◆ Input ◆
※ ※ ※
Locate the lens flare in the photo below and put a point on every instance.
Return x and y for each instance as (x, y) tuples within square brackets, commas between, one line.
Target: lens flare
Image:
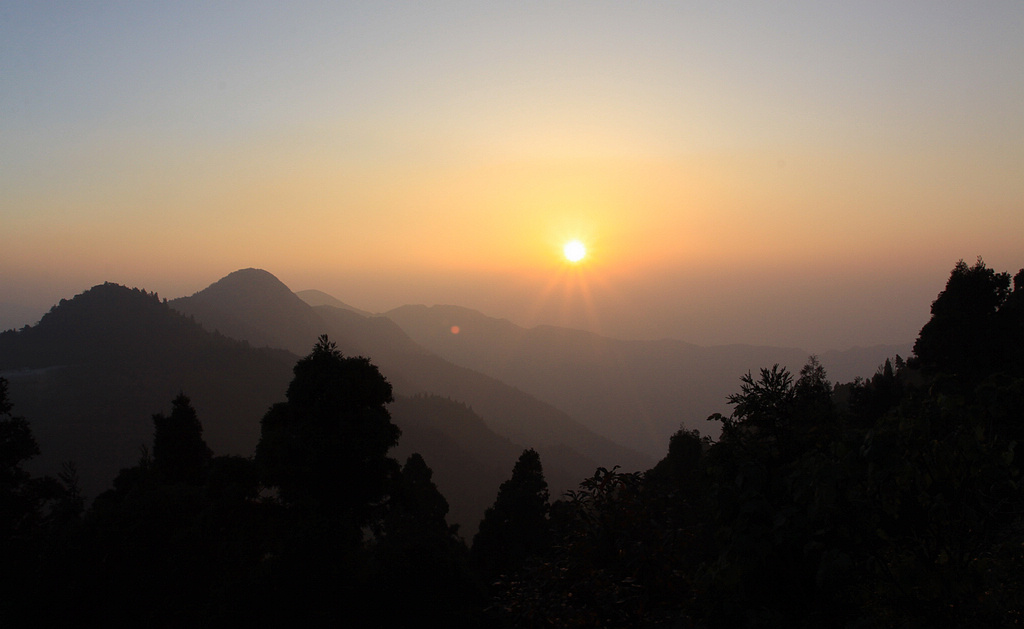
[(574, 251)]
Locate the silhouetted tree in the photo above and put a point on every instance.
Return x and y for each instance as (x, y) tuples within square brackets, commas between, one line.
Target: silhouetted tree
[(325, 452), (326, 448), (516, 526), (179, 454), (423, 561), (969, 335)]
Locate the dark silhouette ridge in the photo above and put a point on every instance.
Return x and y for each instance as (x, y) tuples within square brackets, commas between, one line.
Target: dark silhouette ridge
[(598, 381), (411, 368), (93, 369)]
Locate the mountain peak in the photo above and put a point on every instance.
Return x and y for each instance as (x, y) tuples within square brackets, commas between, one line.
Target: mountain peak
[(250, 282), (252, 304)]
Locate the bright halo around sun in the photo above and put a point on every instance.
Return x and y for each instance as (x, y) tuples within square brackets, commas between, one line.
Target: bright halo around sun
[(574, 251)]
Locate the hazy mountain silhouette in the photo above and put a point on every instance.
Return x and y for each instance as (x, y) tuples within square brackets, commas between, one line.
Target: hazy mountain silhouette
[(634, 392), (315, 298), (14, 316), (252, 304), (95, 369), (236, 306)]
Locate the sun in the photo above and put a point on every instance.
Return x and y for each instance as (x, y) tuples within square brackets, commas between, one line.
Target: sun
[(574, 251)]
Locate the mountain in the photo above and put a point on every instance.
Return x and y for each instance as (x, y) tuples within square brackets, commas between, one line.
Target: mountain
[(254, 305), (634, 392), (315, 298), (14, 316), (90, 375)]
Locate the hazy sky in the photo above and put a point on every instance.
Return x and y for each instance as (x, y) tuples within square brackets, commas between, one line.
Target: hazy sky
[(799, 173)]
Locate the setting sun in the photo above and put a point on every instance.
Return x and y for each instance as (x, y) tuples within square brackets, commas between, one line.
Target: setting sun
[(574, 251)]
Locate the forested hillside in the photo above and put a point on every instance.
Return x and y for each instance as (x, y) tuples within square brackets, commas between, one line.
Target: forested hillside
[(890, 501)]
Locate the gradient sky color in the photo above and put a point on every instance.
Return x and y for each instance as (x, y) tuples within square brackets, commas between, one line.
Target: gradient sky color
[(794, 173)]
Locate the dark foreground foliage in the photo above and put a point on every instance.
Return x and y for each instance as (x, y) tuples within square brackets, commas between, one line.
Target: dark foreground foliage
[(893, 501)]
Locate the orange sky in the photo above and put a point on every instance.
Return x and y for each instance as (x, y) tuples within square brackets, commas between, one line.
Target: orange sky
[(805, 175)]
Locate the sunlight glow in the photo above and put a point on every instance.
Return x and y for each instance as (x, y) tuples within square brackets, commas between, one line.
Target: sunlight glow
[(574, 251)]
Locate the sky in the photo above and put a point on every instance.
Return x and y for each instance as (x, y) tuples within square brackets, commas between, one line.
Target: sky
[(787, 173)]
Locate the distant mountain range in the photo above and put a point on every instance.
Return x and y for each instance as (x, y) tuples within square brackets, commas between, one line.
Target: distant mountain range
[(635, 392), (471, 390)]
※ ※ ※
All of the entries need to be transcribed word for word; pictures are left out.

◆ Final answer ◆
Locate the lens flare in the photo below and put a point on every instance.
Return x and y for each instance as (x, y) tuples within square brackets, commas between, one line.
Target: lens flare
Image:
[(574, 251)]
Locate the silhouetted tree in the photo above and put a point on every instance.
Return x and y for each instance as (x, y) tuples within square brackets, commas between, one line.
Target: silhouetted tree
[(325, 452), (326, 448), (516, 526), (179, 454), (423, 561), (969, 335)]
Locate the dark silhouette ridge in the photo above and put a point on every instance.
Return x and y for each instance as (x, y) tuples within square brackets, commas between, one line.
Target: dark silhouette ridge
[(598, 381), (411, 368), (93, 369)]
Locate the mountain peak in the photo above and put a point on every instance.
Return x and y for each instance as (x, y) tuples within square brackets, commas between, one line.
Target: mountain peak
[(250, 282), (252, 304)]
Locate the bright halo around sun in the photo above and put a point on every instance.
Return x and y for each instance as (x, y) tuples within square brackets, commas between, one line.
Target: bright halo around sun
[(574, 251)]
Locate the hazy mountain silhouette in the photo above and put a point on every instance.
Return x and y for each instance as (x, y) tuples within square brackets, commas between, one line.
Target: hazy mountain silhouette
[(634, 392), (315, 298), (14, 316), (252, 304), (95, 369), (236, 306)]
Locate the sun in the photo above and put a point on every instance.
Return x and y for each instance as (x, y) tuples within square brackets, commas between, one line.
Target: sun
[(574, 251)]
Locate the mountain in the photo above and put a point on every instance.
Return x and y for each instance as (x, y) tuples within square brackets, commas between, one line.
Target: mountain
[(254, 305), (634, 392), (315, 298), (14, 316), (90, 375)]
Locate the hazy sky in the photo above and put a point on every instance.
Return x and y for each instance as (x, y) tuples within square brackets, commas between, one line.
Target: hazy sky
[(799, 173)]
Locate the setting sun in the photo above and put a point on every instance.
Return x and y for each instance as (x, y) tuples within square brackets, commas between, one line.
Target: setting sun
[(574, 251)]
Locate the forested hillside in the photo above and put a point on every instance.
Return x and y for each instance as (x, y) tuples within square brackets, commas between, one line.
Target: forested hillside
[(890, 501)]
Locate the gradient sky color in the photo above and put a point on every instance.
Return x and y for each instance as (x, y) tuples within square brackets, commas between, one line.
Target: gradient sky color
[(794, 173)]
Locate the dark foreground foliage in the photo above and put a point on every instance.
Return x and y for each instance as (x, y) tuples within square brackets, commas between, one line.
Target: dark foreground foliage
[(893, 501)]
Locate the orange sky in the photo above and put a point on every instance.
Return x and y for each instance as (x, y) tuples within square brackets, commas between, one line.
Target: orange sky
[(805, 175)]
Locate the sunlight glow in the photo above and put a point on every instance.
Return x and y for each instance as (x, y) tuples within square brackets, commas between, one line.
Target: sunlight glow
[(574, 251)]
Locate the sky in the photo above and put a point on every instance.
Return x and y for each instance as (x, y) tuples within square brackets, commas between, one line.
Target: sky
[(787, 173)]
Locate the distant mountain range in the photo above and put a point on every instance.
Return x and y for each instance as (x, y) tuples within square brackets, commas between, one line.
Target: distant mountain range
[(635, 392), (471, 390)]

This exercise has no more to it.